--- OBJETIVO DO EXERCÍCIO ---
Reproduza o trecho do texto sobre a adesão da Finlândia à OTAN que abre com "A invasão da" e fecha com "suportaram a decisão.", trocando "deputados" por "parlamentares".

--- TEXTO FORNECIDO ---
· · ·

Em poucas semanas a brutal guerra na Ucrânia mudou tudo na Finlândia.
Até fevereiro 2022, aproximadamente 80% dos seus habitantes acreditavam que a melhor opção para o país era não fazer parte da aliança militar do Ocidente, a OTAN. Até o Presidente da República, Sauli Niinistö, era cético em relação ao tema.
A invasão da Ucrânia, no entanto, mudou esse cenário e em maio de 2022 o Parlamento finlandês se posicionou pela entrada na OTAN. Apenas 7 dos 200 deputados votaram contra a adesão e em 4 de abril de 2023 a Finlândia tornou-se oficialmente membro da Aliança. Todos os partidos, da esquerda à direita, suportaram a decisão.

· · ·

--- MATERIAL SELECIONADO ---
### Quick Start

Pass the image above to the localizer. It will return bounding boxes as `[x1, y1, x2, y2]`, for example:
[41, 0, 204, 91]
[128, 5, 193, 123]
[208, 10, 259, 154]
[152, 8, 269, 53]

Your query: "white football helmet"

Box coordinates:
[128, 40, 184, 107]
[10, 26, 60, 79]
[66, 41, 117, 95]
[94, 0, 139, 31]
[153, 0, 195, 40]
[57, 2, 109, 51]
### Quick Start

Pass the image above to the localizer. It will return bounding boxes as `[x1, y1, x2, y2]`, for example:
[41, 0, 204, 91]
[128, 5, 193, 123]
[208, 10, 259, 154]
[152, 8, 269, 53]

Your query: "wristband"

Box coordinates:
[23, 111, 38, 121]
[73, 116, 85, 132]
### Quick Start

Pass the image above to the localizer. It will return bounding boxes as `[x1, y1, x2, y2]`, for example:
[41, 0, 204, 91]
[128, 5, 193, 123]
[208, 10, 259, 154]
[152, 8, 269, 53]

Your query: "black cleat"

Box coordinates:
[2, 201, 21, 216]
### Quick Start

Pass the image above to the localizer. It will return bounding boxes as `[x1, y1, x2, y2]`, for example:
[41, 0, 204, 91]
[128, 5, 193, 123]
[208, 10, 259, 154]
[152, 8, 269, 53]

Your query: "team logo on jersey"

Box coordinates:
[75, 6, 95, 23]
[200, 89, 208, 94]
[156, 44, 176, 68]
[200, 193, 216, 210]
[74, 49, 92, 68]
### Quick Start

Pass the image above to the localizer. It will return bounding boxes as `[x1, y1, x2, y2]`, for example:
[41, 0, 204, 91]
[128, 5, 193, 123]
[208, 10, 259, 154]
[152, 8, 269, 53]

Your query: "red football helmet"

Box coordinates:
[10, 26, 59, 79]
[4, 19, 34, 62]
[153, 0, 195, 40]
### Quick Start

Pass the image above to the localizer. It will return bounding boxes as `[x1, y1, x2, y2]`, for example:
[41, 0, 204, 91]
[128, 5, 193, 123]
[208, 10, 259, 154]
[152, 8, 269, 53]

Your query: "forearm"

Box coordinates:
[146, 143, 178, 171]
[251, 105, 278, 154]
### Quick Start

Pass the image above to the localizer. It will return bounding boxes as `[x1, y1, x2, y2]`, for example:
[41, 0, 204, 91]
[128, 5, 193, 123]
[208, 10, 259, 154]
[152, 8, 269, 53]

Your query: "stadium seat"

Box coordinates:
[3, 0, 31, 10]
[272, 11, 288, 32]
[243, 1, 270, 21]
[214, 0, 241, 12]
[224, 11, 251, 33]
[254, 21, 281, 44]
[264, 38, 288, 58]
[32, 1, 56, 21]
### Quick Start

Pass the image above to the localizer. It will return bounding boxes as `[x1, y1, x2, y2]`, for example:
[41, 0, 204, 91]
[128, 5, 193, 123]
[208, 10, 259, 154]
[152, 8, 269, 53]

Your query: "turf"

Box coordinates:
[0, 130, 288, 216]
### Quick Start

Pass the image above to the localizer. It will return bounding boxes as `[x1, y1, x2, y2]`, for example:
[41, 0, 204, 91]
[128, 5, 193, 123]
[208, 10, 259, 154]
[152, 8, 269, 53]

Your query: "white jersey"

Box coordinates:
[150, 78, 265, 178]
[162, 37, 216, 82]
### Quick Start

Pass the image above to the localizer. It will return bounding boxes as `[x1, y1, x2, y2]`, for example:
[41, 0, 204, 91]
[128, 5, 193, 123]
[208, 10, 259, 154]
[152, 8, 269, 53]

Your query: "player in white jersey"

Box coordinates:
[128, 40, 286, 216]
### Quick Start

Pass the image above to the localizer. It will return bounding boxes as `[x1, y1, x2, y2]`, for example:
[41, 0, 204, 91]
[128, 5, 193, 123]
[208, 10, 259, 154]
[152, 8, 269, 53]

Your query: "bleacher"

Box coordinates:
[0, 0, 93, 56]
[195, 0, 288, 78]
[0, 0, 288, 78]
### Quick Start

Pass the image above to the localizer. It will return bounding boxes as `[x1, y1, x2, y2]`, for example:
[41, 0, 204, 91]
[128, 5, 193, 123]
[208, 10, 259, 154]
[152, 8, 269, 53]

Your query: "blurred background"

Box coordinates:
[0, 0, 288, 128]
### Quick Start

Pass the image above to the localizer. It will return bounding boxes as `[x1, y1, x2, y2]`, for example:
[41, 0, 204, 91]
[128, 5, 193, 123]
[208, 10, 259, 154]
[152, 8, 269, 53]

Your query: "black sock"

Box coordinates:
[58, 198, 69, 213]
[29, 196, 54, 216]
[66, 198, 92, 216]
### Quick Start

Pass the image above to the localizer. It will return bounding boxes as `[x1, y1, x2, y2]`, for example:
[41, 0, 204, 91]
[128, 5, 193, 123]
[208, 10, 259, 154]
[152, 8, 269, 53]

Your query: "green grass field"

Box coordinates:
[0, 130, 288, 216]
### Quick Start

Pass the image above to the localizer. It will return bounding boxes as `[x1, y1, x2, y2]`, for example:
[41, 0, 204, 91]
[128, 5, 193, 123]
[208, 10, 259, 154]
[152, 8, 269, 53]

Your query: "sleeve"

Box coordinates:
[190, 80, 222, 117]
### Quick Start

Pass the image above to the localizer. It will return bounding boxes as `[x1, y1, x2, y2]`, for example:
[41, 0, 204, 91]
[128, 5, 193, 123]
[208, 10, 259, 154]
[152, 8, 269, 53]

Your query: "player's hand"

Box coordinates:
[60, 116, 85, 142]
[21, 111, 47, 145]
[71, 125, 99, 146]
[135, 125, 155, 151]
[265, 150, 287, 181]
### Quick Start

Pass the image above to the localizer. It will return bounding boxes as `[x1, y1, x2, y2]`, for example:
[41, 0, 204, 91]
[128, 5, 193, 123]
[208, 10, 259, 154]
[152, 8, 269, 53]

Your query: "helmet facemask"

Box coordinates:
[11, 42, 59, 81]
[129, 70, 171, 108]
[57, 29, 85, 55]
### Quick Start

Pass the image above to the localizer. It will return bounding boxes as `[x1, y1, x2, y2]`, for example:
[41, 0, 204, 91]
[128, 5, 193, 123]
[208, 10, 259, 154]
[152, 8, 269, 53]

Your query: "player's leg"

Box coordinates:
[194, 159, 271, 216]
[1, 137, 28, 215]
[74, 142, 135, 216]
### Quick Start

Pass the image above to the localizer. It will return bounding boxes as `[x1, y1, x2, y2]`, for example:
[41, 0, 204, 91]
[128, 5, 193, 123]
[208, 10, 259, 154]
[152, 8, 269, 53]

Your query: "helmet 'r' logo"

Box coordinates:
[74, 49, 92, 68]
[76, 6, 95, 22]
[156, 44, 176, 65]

· · ·

--- RESPOSTA ESCRITA ---
A invasão da Ucrânia, no entanto, mudou esse cenário e em maio de 2022 o Parlamento finlandês se posicionou pela entrada na OTAN. Apenas 7 dos 200 parlamentares votaram contra a adesão e em 4 de abril de 2023 a Finlândia tornou-se oficialmente membro da Aliança. Todos os partidos, da esquerda à direita, suportaram a decisão.